• _INSTRUCTION_
Shift every pixel coordinate in the answers by adding 24 to each of its two numbers, and write out again all lines from the line containing "swoosh on jersey, as pixel coordinates." down to the line containing "(1049, 463)", both ends included. Keep every request line in place.

• _THE DATA_
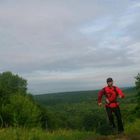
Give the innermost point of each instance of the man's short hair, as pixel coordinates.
(109, 80)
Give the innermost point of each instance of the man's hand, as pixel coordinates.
(107, 101)
(120, 96)
(100, 104)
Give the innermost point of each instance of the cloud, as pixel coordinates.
(69, 45)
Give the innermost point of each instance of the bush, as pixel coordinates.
(20, 111)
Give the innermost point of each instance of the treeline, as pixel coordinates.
(18, 108)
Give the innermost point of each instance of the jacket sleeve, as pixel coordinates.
(119, 91)
(100, 94)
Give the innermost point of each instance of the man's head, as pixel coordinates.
(109, 81)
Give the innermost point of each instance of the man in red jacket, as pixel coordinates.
(112, 106)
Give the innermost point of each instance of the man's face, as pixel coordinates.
(110, 84)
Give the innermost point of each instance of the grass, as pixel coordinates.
(39, 134)
(132, 133)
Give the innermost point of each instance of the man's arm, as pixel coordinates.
(119, 91)
(100, 94)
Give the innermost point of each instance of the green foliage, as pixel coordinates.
(11, 84)
(137, 83)
(84, 114)
(17, 108)
(20, 111)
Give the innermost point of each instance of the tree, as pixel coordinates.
(20, 111)
(137, 83)
(11, 84)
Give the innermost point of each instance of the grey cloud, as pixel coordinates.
(67, 37)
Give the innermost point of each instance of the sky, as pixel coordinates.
(70, 45)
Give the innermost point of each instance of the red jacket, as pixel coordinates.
(111, 93)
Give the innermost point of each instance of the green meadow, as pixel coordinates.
(62, 116)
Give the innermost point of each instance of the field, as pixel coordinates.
(76, 116)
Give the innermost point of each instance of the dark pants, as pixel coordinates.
(117, 113)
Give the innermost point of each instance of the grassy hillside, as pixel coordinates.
(76, 116)
(79, 110)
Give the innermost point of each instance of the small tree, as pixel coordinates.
(11, 84)
(137, 83)
(21, 111)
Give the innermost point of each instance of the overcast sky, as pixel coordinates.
(68, 45)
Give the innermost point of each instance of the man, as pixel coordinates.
(112, 106)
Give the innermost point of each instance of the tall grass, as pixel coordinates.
(39, 134)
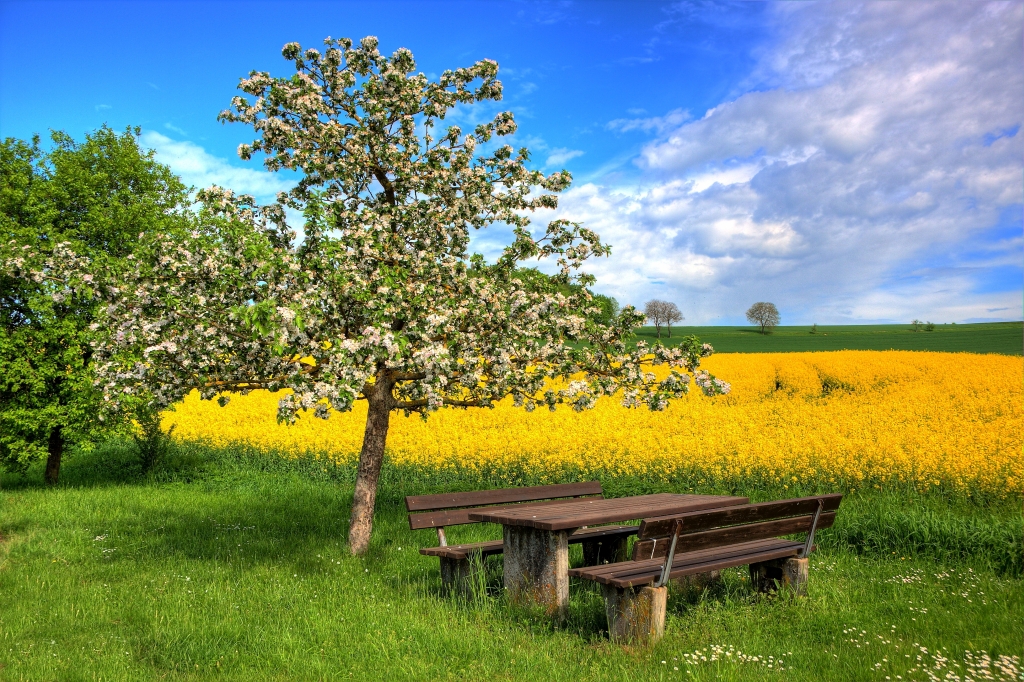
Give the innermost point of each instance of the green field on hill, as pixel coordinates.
(1004, 338)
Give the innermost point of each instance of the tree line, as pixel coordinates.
(122, 290)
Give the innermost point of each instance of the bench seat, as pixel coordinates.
(647, 571)
(491, 547)
(701, 544)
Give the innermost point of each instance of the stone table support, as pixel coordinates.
(537, 564)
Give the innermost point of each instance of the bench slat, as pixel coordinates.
(663, 525)
(658, 548)
(444, 517)
(464, 551)
(637, 573)
(501, 496)
(641, 565)
(488, 547)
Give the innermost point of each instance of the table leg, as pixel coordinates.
(537, 564)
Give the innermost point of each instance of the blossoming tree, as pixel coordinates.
(381, 299)
(69, 217)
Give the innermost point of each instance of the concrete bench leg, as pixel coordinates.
(792, 573)
(537, 564)
(635, 614)
(605, 550)
(459, 577)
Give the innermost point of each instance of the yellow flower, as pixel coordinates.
(840, 419)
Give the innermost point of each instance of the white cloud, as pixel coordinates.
(878, 143)
(560, 156)
(200, 168)
(653, 123)
(174, 128)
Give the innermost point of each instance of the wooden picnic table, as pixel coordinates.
(536, 537)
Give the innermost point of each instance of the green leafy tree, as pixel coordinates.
(382, 301)
(764, 314)
(76, 207)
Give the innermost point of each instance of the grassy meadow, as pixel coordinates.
(1005, 338)
(230, 563)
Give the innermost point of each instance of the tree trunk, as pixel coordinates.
(371, 459)
(55, 449)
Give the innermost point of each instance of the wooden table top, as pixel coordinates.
(594, 511)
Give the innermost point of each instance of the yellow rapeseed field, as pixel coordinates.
(846, 419)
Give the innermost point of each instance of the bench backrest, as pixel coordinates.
(730, 525)
(454, 508)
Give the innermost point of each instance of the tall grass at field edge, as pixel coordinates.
(893, 521)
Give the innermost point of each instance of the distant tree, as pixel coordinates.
(654, 311)
(77, 204)
(662, 313)
(764, 314)
(672, 314)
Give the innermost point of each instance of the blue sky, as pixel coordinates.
(850, 162)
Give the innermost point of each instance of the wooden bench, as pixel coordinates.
(600, 544)
(698, 543)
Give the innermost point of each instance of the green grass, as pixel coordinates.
(232, 564)
(1004, 338)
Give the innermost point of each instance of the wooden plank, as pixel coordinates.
(464, 551)
(764, 511)
(736, 534)
(716, 564)
(605, 511)
(571, 509)
(635, 573)
(583, 535)
(625, 567)
(462, 516)
(501, 496)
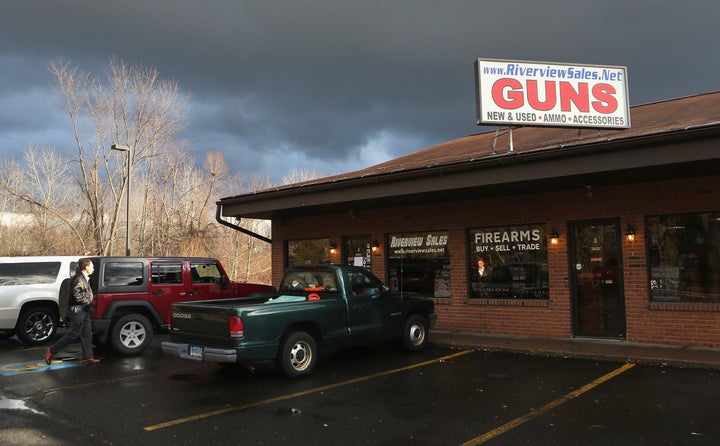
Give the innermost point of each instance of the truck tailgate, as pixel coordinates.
(205, 322)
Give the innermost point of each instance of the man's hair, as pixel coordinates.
(82, 264)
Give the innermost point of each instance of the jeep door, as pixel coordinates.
(166, 284)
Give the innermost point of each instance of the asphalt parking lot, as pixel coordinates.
(377, 395)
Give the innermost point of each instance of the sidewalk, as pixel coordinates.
(611, 350)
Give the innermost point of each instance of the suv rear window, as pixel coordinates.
(122, 274)
(31, 273)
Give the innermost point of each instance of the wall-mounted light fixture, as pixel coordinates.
(630, 233)
(554, 237)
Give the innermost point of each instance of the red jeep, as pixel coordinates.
(133, 295)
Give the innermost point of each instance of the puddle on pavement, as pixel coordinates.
(6, 403)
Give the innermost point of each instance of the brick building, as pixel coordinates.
(597, 233)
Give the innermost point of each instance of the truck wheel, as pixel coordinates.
(415, 336)
(298, 354)
(37, 325)
(131, 334)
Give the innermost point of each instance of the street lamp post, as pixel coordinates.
(128, 149)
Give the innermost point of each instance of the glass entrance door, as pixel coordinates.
(596, 276)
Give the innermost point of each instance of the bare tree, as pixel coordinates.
(132, 107)
(43, 189)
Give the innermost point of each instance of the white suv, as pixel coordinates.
(29, 288)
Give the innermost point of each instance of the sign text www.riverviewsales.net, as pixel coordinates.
(519, 93)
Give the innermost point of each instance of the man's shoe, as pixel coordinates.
(48, 356)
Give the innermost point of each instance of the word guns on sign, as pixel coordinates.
(533, 93)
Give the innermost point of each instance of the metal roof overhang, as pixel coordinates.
(686, 153)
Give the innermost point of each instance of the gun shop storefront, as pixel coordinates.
(533, 231)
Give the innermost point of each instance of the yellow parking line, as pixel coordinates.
(298, 394)
(546, 408)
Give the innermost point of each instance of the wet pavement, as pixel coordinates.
(585, 348)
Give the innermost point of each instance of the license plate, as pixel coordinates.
(196, 351)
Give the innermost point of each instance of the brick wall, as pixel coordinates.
(676, 324)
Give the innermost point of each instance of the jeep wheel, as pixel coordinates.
(415, 336)
(298, 354)
(37, 325)
(131, 335)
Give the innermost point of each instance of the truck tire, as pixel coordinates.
(131, 334)
(298, 354)
(415, 336)
(37, 325)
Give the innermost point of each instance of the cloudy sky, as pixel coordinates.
(336, 85)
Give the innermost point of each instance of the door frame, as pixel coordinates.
(620, 333)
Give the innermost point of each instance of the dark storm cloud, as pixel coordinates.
(334, 85)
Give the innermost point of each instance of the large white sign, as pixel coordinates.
(520, 93)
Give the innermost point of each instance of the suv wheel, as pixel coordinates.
(132, 334)
(37, 325)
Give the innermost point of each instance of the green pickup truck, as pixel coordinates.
(316, 307)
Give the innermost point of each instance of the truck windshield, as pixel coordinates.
(317, 281)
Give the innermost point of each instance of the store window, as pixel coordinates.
(684, 257)
(419, 262)
(509, 262)
(358, 251)
(309, 251)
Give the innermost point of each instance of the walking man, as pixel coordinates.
(81, 298)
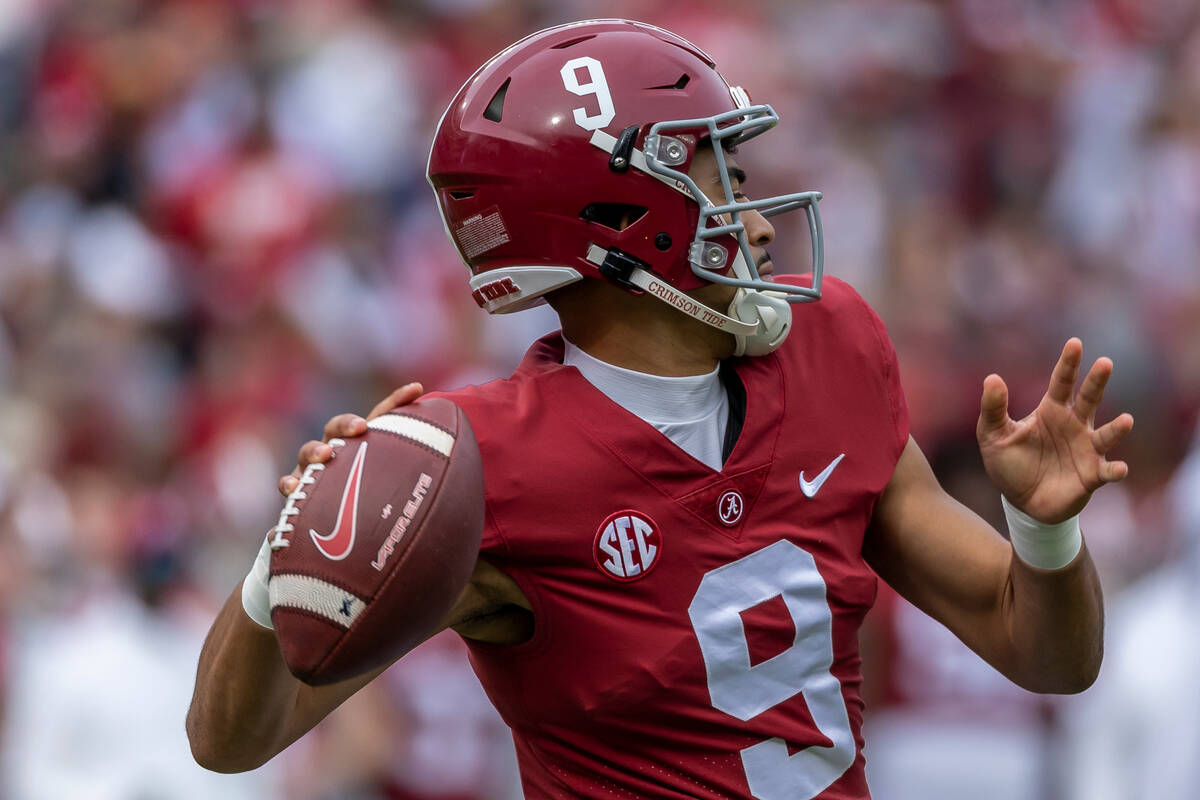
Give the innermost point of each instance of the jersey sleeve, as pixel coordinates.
(889, 367)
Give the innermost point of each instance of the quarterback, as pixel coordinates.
(693, 488)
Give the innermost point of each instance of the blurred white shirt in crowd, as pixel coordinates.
(96, 707)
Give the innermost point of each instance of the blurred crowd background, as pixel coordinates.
(215, 233)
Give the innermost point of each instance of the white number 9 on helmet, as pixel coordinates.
(597, 85)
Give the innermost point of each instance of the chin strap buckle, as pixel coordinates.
(616, 265)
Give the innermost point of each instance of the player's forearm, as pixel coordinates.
(1055, 621)
(244, 695)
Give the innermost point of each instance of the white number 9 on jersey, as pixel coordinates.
(595, 85)
(744, 692)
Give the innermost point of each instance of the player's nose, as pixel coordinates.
(760, 232)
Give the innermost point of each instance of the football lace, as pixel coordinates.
(285, 527)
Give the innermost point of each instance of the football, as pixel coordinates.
(375, 547)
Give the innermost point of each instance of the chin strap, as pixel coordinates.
(757, 320)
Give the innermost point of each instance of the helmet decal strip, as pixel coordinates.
(607, 143)
(654, 286)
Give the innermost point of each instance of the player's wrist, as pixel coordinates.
(1047, 547)
(256, 599)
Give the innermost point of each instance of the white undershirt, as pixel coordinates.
(691, 411)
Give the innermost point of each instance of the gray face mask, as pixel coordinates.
(760, 314)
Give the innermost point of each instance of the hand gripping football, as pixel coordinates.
(375, 547)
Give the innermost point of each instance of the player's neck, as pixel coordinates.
(646, 353)
(639, 334)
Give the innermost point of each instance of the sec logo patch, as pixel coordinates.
(628, 546)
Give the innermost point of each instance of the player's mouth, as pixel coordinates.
(765, 265)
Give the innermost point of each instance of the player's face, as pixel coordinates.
(707, 174)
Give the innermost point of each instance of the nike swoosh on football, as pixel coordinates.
(810, 488)
(339, 543)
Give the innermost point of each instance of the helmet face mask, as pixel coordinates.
(609, 114)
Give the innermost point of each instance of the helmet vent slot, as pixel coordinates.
(615, 216)
(678, 84)
(495, 109)
(573, 42)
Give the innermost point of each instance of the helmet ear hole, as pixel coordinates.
(615, 216)
(495, 110)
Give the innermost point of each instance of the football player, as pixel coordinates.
(691, 487)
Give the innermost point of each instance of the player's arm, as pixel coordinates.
(247, 707)
(1042, 627)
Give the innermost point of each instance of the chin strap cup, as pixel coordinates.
(773, 314)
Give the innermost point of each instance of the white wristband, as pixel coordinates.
(255, 597)
(1047, 547)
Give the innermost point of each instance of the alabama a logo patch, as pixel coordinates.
(628, 546)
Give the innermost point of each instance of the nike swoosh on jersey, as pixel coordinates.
(337, 545)
(810, 488)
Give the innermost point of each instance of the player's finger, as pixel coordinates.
(1062, 379)
(288, 483)
(994, 404)
(345, 425)
(1107, 437)
(1113, 470)
(402, 396)
(311, 452)
(1091, 391)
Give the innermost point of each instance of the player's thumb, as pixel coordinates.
(402, 396)
(993, 405)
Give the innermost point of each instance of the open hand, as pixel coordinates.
(341, 426)
(1049, 463)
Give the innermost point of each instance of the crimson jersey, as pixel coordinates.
(695, 631)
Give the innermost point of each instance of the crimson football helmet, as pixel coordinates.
(567, 156)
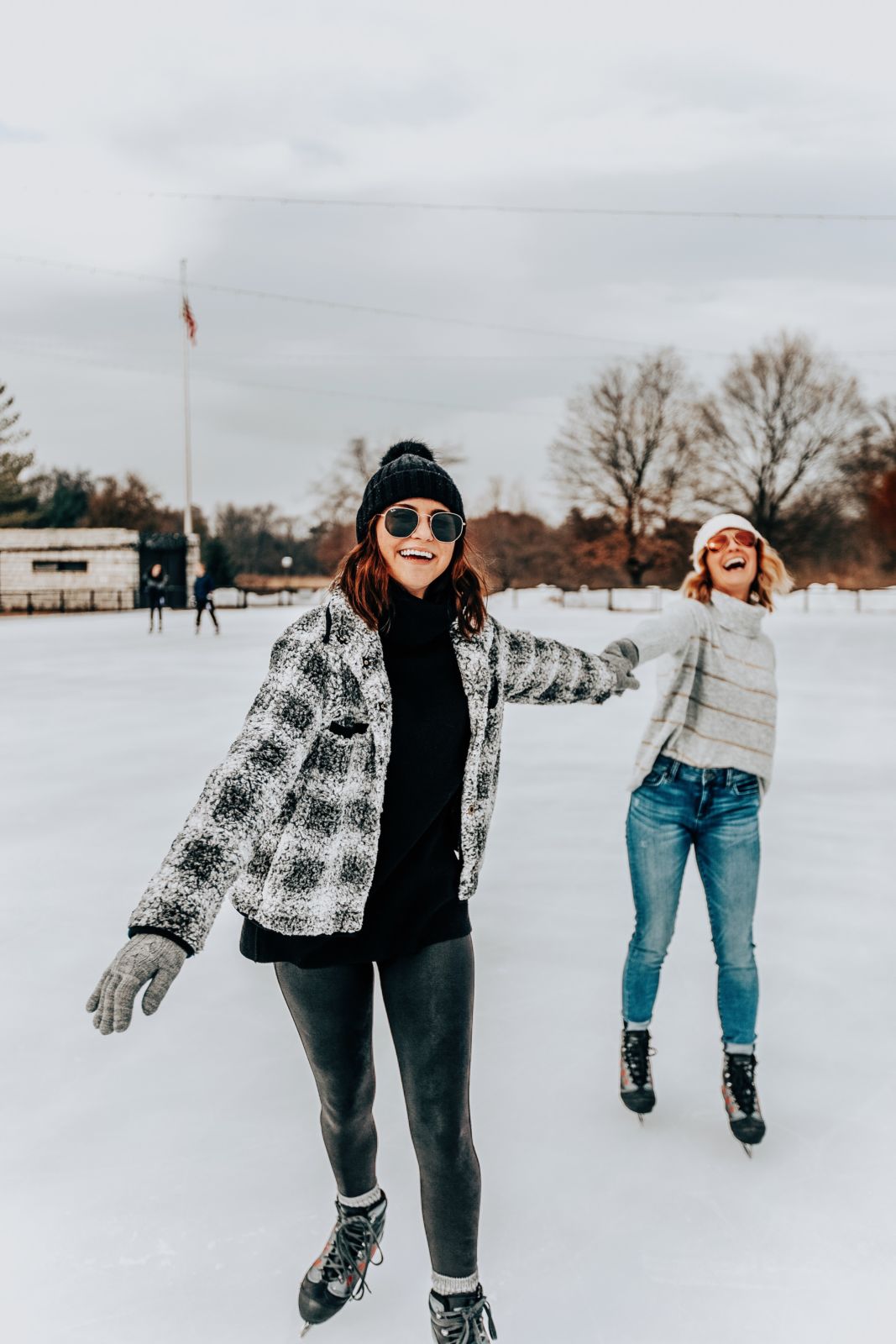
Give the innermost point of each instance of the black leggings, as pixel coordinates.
(429, 1005)
(206, 606)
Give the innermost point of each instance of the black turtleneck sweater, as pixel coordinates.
(414, 897)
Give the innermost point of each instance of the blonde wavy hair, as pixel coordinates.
(772, 577)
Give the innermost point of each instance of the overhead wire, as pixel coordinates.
(500, 208)
(340, 306)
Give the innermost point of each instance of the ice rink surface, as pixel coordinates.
(170, 1183)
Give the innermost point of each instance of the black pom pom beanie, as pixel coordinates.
(407, 470)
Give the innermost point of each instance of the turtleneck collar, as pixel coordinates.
(745, 617)
(416, 620)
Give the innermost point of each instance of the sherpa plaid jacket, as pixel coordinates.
(289, 822)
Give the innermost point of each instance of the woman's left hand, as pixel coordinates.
(622, 658)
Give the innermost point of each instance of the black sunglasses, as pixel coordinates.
(403, 521)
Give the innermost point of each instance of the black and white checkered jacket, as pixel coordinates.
(289, 822)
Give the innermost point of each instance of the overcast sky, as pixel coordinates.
(775, 107)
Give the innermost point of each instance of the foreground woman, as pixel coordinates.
(349, 817)
(701, 770)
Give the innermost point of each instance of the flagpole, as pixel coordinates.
(188, 465)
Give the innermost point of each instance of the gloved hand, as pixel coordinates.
(147, 956)
(622, 658)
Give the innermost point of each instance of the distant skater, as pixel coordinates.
(349, 820)
(156, 585)
(203, 589)
(701, 770)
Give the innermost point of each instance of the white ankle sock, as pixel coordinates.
(360, 1200)
(449, 1287)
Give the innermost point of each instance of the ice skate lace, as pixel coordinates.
(465, 1326)
(741, 1077)
(637, 1052)
(351, 1253)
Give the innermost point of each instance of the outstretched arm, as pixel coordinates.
(542, 671)
(667, 633)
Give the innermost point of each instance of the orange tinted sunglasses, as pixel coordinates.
(721, 541)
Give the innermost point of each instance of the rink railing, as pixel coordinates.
(815, 598)
(81, 600)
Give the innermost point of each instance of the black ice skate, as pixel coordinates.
(461, 1319)
(636, 1079)
(741, 1101)
(340, 1270)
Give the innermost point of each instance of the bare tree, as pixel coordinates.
(626, 450)
(783, 428)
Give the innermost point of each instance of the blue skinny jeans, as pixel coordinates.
(718, 813)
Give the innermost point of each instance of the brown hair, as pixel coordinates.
(364, 580)
(772, 577)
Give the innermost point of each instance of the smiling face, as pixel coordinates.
(732, 569)
(418, 559)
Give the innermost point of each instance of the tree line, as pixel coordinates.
(641, 456)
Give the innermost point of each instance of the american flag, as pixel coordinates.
(187, 313)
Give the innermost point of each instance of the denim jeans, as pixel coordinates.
(718, 813)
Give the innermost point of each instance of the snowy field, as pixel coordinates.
(170, 1183)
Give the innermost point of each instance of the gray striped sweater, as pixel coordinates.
(718, 696)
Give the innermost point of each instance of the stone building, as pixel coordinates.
(89, 569)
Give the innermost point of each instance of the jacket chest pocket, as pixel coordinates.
(347, 726)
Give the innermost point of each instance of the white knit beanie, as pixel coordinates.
(719, 524)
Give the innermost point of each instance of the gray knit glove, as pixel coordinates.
(622, 658)
(145, 958)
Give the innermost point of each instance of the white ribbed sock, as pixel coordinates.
(360, 1200)
(449, 1287)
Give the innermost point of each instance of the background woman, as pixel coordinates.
(156, 584)
(701, 770)
(349, 817)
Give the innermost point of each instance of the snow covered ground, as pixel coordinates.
(170, 1183)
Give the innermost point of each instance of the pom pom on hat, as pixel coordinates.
(403, 449)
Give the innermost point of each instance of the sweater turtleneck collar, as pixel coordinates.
(416, 620)
(745, 617)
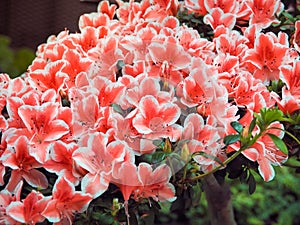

• _THE COMPLETED TASK_
Give the innermost point of each instance of the nike swoosh on jersey, as pixel coordinates.
(361, 569)
(834, 512)
Give the innermost point of each instance of the player's finger, as pixel coordinates.
(1086, 403)
(312, 507)
(1018, 428)
(369, 449)
(1131, 461)
(1137, 494)
(426, 420)
(335, 476)
(1115, 415)
Give the innermost point of each instance of the player's thumb, as pixel coordinates.
(426, 420)
(1017, 429)
Give the innermost point of each instance of the open hand, as pixel coordinates.
(365, 450)
(1073, 487)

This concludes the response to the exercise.